***** THE INPUT *****

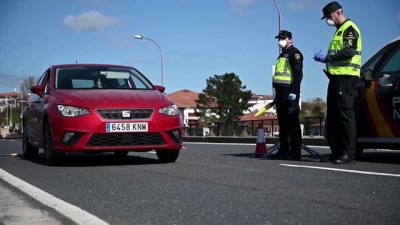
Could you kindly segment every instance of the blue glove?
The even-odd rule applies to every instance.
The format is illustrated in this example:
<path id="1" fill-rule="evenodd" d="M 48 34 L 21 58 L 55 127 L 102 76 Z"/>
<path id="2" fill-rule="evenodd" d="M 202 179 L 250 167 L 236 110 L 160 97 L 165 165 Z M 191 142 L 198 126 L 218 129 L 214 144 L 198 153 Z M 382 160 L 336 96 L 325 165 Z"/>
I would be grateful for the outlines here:
<path id="1" fill-rule="evenodd" d="M 290 93 L 288 96 L 288 100 L 293 101 L 296 99 L 296 94 Z"/>
<path id="2" fill-rule="evenodd" d="M 322 54 L 322 53 L 315 53 L 314 54 L 314 60 L 317 61 L 317 62 L 325 63 L 326 62 L 326 55 Z"/>

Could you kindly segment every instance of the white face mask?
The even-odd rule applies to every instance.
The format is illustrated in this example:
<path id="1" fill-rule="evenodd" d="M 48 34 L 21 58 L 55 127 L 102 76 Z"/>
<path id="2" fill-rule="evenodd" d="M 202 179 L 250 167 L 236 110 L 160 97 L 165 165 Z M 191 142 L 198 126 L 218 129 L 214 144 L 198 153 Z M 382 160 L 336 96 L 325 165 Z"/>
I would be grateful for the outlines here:
<path id="1" fill-rule="evenodd" d="M 280 39 L 278 42 L 279 47 L 284 48 L 286 47 L 287 43 L 286 40 Z"/>
<path id="2" fill-rule="evenodd" d="M 327 23 L 329 26 L 332 26 L 332 27 L 336 26 L 335 22 L 334 22 L 333 20 L 330 20 L 330 19 L 327 19 L 327 20 L 326 20 L 326 23 Z"/>

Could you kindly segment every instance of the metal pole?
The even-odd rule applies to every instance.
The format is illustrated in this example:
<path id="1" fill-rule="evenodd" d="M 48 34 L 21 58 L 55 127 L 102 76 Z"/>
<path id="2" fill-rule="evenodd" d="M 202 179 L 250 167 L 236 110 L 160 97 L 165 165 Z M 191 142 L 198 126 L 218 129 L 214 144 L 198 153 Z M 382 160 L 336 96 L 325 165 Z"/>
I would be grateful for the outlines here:
<path id="1" fill-rule="evenodd" d="M 279 5 L 278 5 L 277 0 L 273 0 L 273 1 L 275 3 L 276 9 L 278 10 L 278 17 L 279 17 L 279 20 L 278 20 L 278 33 L 279 33 L 279 31 L 281 31 L 281 10 L 279 9 Z M 279 38 L 278 38 L 278 42 L 279 42 Z M 281 48 L 279 48 L 279 46 L 278 46 L 278 50 L 279 50 L 279 54 L 281 54 Z"/>
<path id="2" fill-rule="evenodd" d="M 160 56 L 161 56 L 161 85 L 164 86 L 164 63 L 163 63 L 161 47 L 157 44 L 157 42 L 155 42 L 151 38 L 147 38 L 147 37 L 144 37 L 142 35 L 135 35 L 134 38 L 139 39 L 139 40 L 143 40 L 143 39 L 149 40 L 149 41 L 153 42 L 158 47 L 158 50 L 160 50 Z"/>

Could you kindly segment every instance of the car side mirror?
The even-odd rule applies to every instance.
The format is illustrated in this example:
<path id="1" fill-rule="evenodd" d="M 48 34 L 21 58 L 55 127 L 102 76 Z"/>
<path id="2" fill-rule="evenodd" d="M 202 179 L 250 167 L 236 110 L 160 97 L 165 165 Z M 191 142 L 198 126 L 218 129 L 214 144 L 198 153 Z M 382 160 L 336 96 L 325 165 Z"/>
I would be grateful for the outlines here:
<path id="1" fill-rule="evenodd" d="M 361 79 L 364 81 L 372 81 L 374 79 L 373 75 L 372 75 L 372 70 L 367 69 L 367 70 L 363 71 L 361 73 Z"/>
<path id="2" fill-rule="evenodd" d="M 154 87 L 156 88 L 157 91 L 164 93 L 165 91 L 165 87 L 164 86 L 160 86 L 160 85 L 154 85 Z"/>
<path id="3" fill-rule="evenodd" d="M 372 75 L 372 70 L 367 69 L 361 73 L 361 80 L 365 82 L 365 85 L 367 87 L 370 87 L 372 85 L 372 81 L 374 80 L 374 77 Z"/>
<path id="4" fill-rule="evenodd" d="M 34 94 L 39 95 L 40 97 L 43 97 L 43 93 L 44 93 L 44 85 L 37 85 L 37 86 L 32 86 L 31 92 Z"/>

*****

PROBLEM TO WORK ON>
From the data above, write out everything exactly except the pictures.

FINISHED TASK>
Could you kindly segment every instance of the blue glove?
The even-odd rule applies to every instance.
The format is illustrated in this example:
<path id="1" fill-rule="evenodd" d="M 48 34 L 21 58 L 55 127 L 102 76 Z"/>
<path id="2" fill-rule="evenodd" d="M 202 179 L 250 167 L 236 110 L 160 97 L 165 165 Z M 191 142 L 198 126 L 218 129 L 214 144 L 198 153 Z M 382 160 L 336 96 L 325 165 Z"/>
I would be grateful for the outlines here:
<path id="1" fill-rule="evenodd" d="M 290 93 L 288 96 L 288 100 L 293 101 L 296 99 L 296 94 Z"/>
<path id="2" fill-rule="evenodd" d="M 322 54 L 322 53 L 315 53 L 314 54 L 314 60 L 317 61 L 317 62 L 325 63 L 326 62 L 326 55 Z"/>

Could you kindly segment every instance of the white face mask?
The even-odd rule applies to every instance.
The format is illustrated in this example:
<path id="1" fill-rule="evenodd" d="M 48 34 L 21 58 L 55 127 L 102 76 Z"/>
<path id="2" fill-rule="evenodd" d="M 202 179 L 250 167 L 236 110 L 160 97 L 165 165 Z M 191 142 L 198 126 L 218 129 L 214 144 L 198 153 Z M 382 160 L 336 96 L 325 165 Z"/>
I would be grateful for the outlines here:
<path id="1" fill-rule="evenodd" d="M 280 39 L 278 42 L 279 47 L 284 48 L 286 47 L 287 43 L 286 40 Z"/>
<path id="2" fill-rule="evenodd" d="M 327 23 L 329 26 L 332 26 L 332 27 L 336 26 L 335 22 L 334 22 L 333 20 L 330 20 L 330 19 L 327 19 L 327 20 L 326 20 L 326 23 Z"/>

Could you kindly segment every instance of the metal pole?
The even-odd rule applies to every instance.
The format is illustrated in this example:
<path id="1" fill-rule="evenodd" d="M 48 34 L 21 58 L 55 127 L 102 76 Z"/>
<path id="2" fill-rule="evenodd" d="M 202 179 L 250 167 L 236 110 L 160 97 L 165 165 Z M 191 142 L 198 126 L 218 129 L 214 144 L 198 153 Z M 382 160 L 336 96 L 325 165 Z"/>
I would be grateful for the outlines here:
<path id="1" fill-rule="evenodd" d="M 279 5 L 278 5 L 277 0 L 273 0 L 273 1 L 275 3 L 276 9 L 278 10 L 278 17 L 279 17 L 279 20 L 278 20 L 278 33 L 279 33 L 279 31 L 281 31 L 281 10 L 279 9 Z M 279 38 L 278 38 L 278 42 L 279 42 Z M 281 48 L 279 48 L 279 46 L 278 46 L 278 50 L 279 50 L 279 54 L 281 54 Z"/>
<path id="2" fill-rule="evenodd" d="M 160 56 L 161 56 L 161 85 L 164 86 L 164 63 L 163 63 L 161 47 L 157 44 L 157 42 L 155 42 L 151 38 L 147 38 L 147 37 L 144 37 L 142 35 L 135 35 L 134 38 L 139 39 L 139 40 L 143 40 L 143 39 L 149 40 L 149 41 L 153 42 L 158 47 L 158 50 L 160 50 Z"/>

Could you kindly segment every instance of the car side mirror?
The even-odd rule applies to every instance.
The format is illustrated in this example:
<path id="1" fill-rule="evenodd" d="M 48 34 L 21 58 L 55 127 L 102 76 Z"/>
<path id="2" fill-rule="evenodd" d="M 202 179 L 250 167 L 236 110 L 160 97 L 165 165 Z M 191 142 L 198 126 L 218 129 L 214 144 L 198 153 Z M 382 160 L 336 96 L 325 165 Z"/>
I would be grateful for the outlines here:
<path id="1" fill-rule="evenodd" d="M 361 79 L 364 81 L 372 81 L 374 79 L 373 75 L 372 75 L 372 70 L 367 69 L 367 70 L 363 71 L 361 73 Z"/>
<path id="2" fill-rule="evenodd" d="M 154 87 L 156 88 L 157 91 L 164 93 L 165 91 L 165 87 L 164 86 L 160 86 L 160 85 L 154 85 Z"/>
<path id="3" fill-rule="evenodd" d="M 372 75 L 372 70 L 367 69 L 361 73 L 361 80 L 365 82 L 365 85 L 367 87 L 370 87 L 372 85 L 372 81 L 374 80 L 374 77 Z"/>
<path id="4" fill-rule="evenodd" d="M 34 94 L 39 95 L 40 97 L 43 97 L 43 93 L 44 93 L 44 85 L 37 85 L 37 86 L 32 86 L 31 92 Z"/>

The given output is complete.